_REQUIREMENT 1_.
In the file compressor description, what does Run-Length Encoding replace consecutive repeating characters with?
_REQUIREMENT 2_.
Copy from the file compressor description the passage that begins at the words "This project is" and ends after "and the character.".
_REQUIREMENT 3_.
Write what comes next in the file compressor description, starting after its last line.
* BEGIN EXTRACT *
File Compressor

Description

This project is a command-line file compression and decompression utility implemented in C. It provides a range of features for compressing and decompressing files and directories, including support for multiple algorithms, advanced file handling, encryption, and performance benchmarking. It utilizes two lossless data compression algorithms:

1. Run-Length Encoding (RLE): A straightforward algorithm that replaces consecutive repeating characters with a count and the character.
2. Huffman Coding: A more advanced algorithm that assigns variable-length codes to characters based on their frequency of occurrence, resulting in shorter codes for frequently used characters.
3. Hybrid: A intelligent algorithm that utilizes both RLE & Huffman by comparing on small portion of file & processing further using most efficient algorithm

The utility allows you to select either algorithm for both compression and decompression, offering flexibility and the potential for improved compression ratios, especially with Huffman coding for suitable file types.

Features:

• Multiple Compression Algorithms:
  • Run-Length Encoding (RLE)
  • Huffman Coding
  • Hybrid (selects between RLE and Huffman based on an initial assessment)
• Advanced File Handling:
  • Compress entire directories (preserving the structure).
  • Compress multiple files into a single archive.
• Progress Tracking:
  • Displays a progress bar during compression and decompression.
* END EXTRACT *
* BEGIN DATA EXCERPTS *
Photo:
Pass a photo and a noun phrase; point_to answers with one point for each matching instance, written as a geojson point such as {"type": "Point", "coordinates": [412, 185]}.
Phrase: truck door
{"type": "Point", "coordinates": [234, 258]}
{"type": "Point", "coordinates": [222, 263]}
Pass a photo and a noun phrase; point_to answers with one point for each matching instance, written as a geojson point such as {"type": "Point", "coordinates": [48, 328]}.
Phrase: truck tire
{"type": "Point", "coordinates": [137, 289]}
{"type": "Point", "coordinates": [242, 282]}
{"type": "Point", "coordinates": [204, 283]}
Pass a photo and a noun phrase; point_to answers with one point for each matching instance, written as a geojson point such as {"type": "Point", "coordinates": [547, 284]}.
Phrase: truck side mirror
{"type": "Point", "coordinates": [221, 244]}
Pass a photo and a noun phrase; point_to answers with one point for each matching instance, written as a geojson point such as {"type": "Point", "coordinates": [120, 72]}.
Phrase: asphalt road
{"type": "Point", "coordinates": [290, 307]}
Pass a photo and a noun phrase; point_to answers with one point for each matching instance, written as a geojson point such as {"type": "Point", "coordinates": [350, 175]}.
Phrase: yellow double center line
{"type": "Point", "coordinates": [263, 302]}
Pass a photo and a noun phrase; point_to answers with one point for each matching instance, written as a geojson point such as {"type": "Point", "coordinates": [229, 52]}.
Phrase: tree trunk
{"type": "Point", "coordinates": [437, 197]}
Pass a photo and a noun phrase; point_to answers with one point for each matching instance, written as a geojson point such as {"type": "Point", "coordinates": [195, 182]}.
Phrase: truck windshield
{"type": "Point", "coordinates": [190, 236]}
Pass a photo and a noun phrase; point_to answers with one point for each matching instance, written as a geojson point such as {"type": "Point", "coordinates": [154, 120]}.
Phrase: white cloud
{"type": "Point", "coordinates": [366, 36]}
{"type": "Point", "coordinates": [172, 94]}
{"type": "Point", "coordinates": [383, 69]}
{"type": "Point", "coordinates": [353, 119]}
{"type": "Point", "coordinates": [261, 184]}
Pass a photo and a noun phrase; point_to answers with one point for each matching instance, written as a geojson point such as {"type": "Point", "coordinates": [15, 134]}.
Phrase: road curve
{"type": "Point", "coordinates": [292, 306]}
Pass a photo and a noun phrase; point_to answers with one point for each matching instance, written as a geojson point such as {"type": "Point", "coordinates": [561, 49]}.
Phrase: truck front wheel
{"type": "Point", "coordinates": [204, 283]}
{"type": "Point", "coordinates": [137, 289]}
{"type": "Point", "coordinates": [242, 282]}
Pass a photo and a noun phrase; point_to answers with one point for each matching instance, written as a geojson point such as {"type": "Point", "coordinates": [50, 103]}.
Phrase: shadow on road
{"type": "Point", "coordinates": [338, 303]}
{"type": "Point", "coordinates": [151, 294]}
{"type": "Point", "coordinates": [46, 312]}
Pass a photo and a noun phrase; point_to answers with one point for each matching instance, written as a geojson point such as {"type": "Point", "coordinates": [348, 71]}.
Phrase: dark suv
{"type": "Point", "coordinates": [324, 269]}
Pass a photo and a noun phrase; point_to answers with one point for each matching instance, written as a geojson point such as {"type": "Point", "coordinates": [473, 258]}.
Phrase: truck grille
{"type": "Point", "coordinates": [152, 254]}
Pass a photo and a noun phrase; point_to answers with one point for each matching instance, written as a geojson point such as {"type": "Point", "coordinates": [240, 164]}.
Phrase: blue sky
* END DATA EXCERPTS *
_OUTPUT 1_.
A count and the character.

_OUTPUT 2_.
This project is a command-line file compression and decompression utility implemented in C. It provides a range of features for compressing and decompressing files and directories, including support for multiple algorithms, advanced file handling, encryption, and performance benchmarking. It utilizes two lossless data compression algorithms:

1. Run-Length Encoding (RLE): A straightforward algorithm that replaces consecutive repeating characters with a count and the character.

_OUTPUT 3_.
• Encryption:
  • Encrypt compressed files with AES-256 using a password.
  • Decrypt encrypted files.
• Benchmarking:
  • Measure compression/decompression time, CPU usage, and memory usage.
• Compression Level:
  • Fast, Balanced, Max (affects the trade off between speed & compression ratio in RLE & Hybrid mode)

Project Structure

file-compressor/
├── archive/              # Functions for creating and managing archives
│   ├── archive.c         # Directory and multi-file compression logic
│   └── archive.h         # Header file for archive functions
├── benchmark/            # Benchmarking functions
│   ├── benchmark.c       # Compression performance measurement
│   └── benchmark.h       # Header file for benchmarking
├── encryption/           # Encryption and decryption functions
│   ├── encryption.c      # File encryption/decryption using AES-256
│   └── encryption.h      # Header file for encryption
├── huffman/              # Huffman coding implementation
│   ├── huffman.h         # Header file for Huffman functions
│   ├── huffman_compress.c # Huffman compression algorithm
│   └── huffman_decompress.c # Huffman decompression algorithm
├── rle/                  # Run-Length Encoding implementation
│   ├── rle.h             # Header file for RLE functions
│   ├── rle_compress.c    # RLE compression algorithm
│   └── rle_decompress.c  # RLE decompression algorithm
├── reports/              # Compression reporting functions
│   ├── compression_report.c # Generates compression reports
│   └── compression_report.h # Header file for compression report
├── utils/                # Utility functions
│   ├── bit_manipulation.c# Bit-level operation functions
│   └── bit_manipulation.h# Header for bit manipulation
├── LICENSE               # Project license (MIT)
├── Makefile              # Makefile for project compilation
└── main.c                # Main program & command-line interface

Getting Started

These instructions will guide you through setting up the project, building the executable, and running the file compressor on your local machine.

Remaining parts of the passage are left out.